[SET EXERCISE 1]
Please recast the rows as a JSON list of strings, one string per line with blank lines left out, starting with the line containing "Task: for the roadway count, mark the race car with" and going on through the line containing "[1021, 141]".

[PAGE EXTRACT]
──────────
UNTANGLING THE NET - Bandwidth brokerage, arbitrage and the creation of a commodity market in packet-based bandwidth led to financial failures partly as a result of failing to consider the basic interconnectedness or the internet.
Both of these propositions might need a bit more thought. Regarding the first proposition: it's a bit hard to know what you mean by bandwidth brokerage, arbitrage, and commodity market -- they're each descriptors for very broad classes of phenomena. If you mean that there were lots of buyers and sellers and that competition was based mostly on price then sure, that happened. But -- and especially in the domain of "packet-based bandwidth", by which it sounds like you intend "Internet bandwidth" more specifically -- if you mean that there were well-organised institutional or organisational mechanisms like bandwidth trading floors for commodities trading in the form of third-party transactions by people who neither produce nor consume Internet bandwidth, then this might need some more digging. Band-X (that piece is now part of Arbinet) and Invisible Hand Networks represent two pieces of that puzzle. But they hardly represent a very significant part of any Internet bandwidth market. As to the second proposition: commoditisation -- competing on price and not on non-price factors -- in a market with relatively few entry barriers is, indeed, a tough business. That's what has happened to market participants in long-distance. That's what has happened to market participants in Internet transit. Add mechanisms to survive at below-cost prices, like the combination of institutional investors who are nervous about missing the next big thing, underinformed about how big that thing is, and have lots of capital to ensure they don't miss it at one end, and Chapter 11 protection, at the other end, and you have something much more dramatic. I suspect that that has much more to do with financial failures, than an inability to understand the Internet's interconnectedness. Fred Goldstein's and Daniel Reingold's books are two really nice accounts of that story. I understand Om Malik's is, too, but I have not read it and can't say. In any case, there are quite a few.
──────────
[Rows from a dataset]
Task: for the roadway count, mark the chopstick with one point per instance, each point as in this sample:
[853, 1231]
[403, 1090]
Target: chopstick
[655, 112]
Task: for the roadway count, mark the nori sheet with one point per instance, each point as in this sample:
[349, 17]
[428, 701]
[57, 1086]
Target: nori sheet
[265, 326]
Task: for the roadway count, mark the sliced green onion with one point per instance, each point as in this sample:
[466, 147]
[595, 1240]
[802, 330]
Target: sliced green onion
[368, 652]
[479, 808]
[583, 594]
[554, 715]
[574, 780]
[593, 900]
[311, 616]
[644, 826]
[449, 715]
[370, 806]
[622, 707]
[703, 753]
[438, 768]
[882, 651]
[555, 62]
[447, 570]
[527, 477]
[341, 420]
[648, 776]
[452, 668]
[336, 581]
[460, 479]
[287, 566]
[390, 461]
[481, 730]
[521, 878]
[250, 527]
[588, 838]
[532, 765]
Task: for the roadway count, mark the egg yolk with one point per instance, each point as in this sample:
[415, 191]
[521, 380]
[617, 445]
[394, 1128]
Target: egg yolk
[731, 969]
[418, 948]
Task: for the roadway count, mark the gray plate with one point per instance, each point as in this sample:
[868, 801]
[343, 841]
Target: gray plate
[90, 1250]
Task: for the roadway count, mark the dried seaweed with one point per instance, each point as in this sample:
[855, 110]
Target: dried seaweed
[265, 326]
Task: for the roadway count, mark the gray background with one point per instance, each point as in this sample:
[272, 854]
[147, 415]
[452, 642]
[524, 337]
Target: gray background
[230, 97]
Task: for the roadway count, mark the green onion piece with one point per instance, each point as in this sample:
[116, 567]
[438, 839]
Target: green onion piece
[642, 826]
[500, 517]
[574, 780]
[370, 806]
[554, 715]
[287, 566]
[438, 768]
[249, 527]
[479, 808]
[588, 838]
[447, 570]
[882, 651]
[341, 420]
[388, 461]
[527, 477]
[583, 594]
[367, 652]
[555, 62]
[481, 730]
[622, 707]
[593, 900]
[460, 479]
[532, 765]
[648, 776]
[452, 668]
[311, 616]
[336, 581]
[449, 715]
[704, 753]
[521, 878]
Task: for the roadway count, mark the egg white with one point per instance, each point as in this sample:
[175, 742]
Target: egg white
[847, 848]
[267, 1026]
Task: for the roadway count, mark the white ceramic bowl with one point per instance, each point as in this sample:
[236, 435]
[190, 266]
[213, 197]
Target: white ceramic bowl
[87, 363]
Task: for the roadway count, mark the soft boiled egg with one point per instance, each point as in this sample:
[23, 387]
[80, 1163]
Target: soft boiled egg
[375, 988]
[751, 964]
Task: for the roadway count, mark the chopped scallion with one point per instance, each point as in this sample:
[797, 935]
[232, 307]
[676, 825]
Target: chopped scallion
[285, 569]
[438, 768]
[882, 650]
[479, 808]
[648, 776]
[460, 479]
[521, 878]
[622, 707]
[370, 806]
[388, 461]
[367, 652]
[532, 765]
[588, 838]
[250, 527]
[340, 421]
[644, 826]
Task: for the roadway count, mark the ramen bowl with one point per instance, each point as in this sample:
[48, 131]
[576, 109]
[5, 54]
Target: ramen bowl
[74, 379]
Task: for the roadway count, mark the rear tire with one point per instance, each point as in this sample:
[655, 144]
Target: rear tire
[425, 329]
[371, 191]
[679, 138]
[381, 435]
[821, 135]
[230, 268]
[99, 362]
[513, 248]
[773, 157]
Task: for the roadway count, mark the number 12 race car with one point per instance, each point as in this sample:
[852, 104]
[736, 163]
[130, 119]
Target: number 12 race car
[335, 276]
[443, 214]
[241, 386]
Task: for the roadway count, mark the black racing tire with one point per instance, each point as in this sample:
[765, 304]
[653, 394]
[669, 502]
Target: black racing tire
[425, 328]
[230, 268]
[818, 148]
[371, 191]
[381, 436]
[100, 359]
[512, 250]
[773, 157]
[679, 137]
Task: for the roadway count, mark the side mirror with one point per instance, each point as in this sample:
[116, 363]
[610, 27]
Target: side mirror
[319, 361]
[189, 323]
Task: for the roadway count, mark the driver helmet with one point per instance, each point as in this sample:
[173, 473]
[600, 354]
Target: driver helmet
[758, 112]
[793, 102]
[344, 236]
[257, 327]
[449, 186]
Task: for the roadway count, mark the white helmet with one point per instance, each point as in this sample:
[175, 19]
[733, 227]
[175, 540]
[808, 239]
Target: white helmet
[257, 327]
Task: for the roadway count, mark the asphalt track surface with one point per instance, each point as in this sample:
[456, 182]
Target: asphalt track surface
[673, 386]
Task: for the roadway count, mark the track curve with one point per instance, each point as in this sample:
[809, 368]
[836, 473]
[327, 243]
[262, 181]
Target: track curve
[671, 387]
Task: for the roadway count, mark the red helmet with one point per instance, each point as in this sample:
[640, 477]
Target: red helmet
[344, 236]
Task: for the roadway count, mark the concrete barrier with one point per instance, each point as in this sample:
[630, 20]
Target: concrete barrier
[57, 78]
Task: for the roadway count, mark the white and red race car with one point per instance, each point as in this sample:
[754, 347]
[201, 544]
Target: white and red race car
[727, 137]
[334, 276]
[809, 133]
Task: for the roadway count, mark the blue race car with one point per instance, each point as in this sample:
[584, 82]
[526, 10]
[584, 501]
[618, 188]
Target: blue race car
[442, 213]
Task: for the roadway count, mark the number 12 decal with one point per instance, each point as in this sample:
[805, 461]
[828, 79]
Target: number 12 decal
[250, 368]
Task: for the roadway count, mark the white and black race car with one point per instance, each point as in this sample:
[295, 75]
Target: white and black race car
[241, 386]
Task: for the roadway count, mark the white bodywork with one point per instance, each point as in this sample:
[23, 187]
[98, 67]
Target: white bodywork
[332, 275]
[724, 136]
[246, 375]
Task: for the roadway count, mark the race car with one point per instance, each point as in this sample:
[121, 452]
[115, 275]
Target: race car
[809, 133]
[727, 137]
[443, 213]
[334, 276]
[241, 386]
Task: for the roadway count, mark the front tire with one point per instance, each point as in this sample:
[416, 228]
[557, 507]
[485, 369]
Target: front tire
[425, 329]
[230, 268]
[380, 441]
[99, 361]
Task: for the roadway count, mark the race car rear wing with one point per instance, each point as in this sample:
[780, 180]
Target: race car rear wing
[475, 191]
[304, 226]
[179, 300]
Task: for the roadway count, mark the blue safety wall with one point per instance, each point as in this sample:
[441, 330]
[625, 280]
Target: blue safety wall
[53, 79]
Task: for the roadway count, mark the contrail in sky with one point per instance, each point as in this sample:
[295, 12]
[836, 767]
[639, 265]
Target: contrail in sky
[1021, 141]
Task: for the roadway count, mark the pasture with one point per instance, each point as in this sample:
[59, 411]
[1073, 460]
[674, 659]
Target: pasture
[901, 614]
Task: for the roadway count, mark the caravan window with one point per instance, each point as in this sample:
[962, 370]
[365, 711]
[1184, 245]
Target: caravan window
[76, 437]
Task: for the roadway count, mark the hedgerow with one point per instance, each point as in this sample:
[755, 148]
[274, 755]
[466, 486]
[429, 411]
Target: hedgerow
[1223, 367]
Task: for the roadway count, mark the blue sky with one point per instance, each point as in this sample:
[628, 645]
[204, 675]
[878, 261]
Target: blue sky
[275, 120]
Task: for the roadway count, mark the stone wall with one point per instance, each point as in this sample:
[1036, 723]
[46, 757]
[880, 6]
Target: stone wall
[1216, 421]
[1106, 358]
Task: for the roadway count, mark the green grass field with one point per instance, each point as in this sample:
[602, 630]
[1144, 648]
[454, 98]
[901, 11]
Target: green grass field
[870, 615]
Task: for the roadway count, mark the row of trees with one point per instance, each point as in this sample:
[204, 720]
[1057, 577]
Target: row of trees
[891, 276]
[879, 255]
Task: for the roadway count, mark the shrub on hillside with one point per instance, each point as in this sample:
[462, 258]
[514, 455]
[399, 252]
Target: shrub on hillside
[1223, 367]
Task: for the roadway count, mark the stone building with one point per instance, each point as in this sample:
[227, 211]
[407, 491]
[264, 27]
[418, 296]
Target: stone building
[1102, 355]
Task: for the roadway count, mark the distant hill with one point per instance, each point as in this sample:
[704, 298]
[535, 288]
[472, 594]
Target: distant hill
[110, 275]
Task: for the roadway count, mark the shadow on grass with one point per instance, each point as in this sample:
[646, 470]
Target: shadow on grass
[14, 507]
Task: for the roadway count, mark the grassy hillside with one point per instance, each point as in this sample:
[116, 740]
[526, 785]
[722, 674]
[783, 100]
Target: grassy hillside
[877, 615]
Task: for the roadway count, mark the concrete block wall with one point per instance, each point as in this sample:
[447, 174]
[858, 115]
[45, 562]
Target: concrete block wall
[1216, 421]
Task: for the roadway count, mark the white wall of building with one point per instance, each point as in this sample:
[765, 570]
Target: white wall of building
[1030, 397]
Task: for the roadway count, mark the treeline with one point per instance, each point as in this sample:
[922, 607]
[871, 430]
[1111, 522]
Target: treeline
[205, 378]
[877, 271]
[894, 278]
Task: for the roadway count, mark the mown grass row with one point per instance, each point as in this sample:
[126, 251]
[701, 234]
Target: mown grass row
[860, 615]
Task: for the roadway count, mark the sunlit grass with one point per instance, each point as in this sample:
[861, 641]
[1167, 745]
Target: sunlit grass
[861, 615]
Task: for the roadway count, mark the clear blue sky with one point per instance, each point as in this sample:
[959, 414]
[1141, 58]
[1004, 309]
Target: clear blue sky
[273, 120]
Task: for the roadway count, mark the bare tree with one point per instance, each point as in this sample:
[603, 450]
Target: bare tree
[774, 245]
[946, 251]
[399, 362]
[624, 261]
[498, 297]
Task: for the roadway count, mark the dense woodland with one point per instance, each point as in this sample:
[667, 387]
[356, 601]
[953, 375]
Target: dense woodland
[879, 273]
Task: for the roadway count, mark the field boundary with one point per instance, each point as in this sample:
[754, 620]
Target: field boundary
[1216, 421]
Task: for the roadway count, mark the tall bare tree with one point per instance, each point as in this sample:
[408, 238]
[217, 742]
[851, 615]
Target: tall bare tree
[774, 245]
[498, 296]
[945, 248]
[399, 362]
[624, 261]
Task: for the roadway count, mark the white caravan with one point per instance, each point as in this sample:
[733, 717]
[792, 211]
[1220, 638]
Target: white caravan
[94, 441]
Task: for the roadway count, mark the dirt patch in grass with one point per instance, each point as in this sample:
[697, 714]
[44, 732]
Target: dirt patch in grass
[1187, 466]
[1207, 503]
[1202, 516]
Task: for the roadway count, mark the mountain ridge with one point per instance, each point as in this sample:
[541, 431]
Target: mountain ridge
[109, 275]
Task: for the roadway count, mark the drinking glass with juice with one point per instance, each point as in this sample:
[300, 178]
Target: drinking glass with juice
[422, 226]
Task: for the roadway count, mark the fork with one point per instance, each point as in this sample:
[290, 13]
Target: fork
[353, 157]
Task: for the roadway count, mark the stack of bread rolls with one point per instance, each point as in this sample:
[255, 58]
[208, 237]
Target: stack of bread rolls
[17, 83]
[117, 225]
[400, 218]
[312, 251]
──────────
[SET EXERCISE 2]
Name every person mentioned in the text on bandwidth markets.

[RESULT 1]
[
  "Task: for the roadway count, mark the race car with one point per instance, each point as in this sample:",
  "[121, 452]",
  "[115, 275]",
  "Target: race car",
  "[809, 133]",
  "[727, 137]",
  "[443, 213]",
  "[334, 276]",
  "[241, 386]",
  "Task: for the roadway count, mark the front tire with one point per instance, each point as in this sample:",
  "[416, 228]",
  "[557, 507]",
  "[485, 369]",
  "Target: front tire",
  "[425, 329]",
  "[230, 268]",
  "[380, 441]",
  "[99, 361]",
  "Task: for the roadway count, mark the race car rear wing with one point per instance, each point as in this sample:",
  "[780, 180]",
  "Target: race car rear wing",
  "[475, 191]",
  "[304, 226]",
  "[179, 300]",
  "Task: for the roadway count, mark the blue safety wall with one point per instance, each point as in this sample:",
  "[441, 330]",
  "[625, 280]",
  "Target: blue safety wall",
  "[53, 79]",
  "Task: for the roadway count, mark the contrail in sky with one point per instance, each point as in this sample:",
  "[295, 12]",
  "[836, 767]",
  "[639, 265]",
  "Target: contrail in sky",
  "[1021, 141]"
]

[RESULT 2]
Fred Goldstein
Daniel Reingold
Om Malik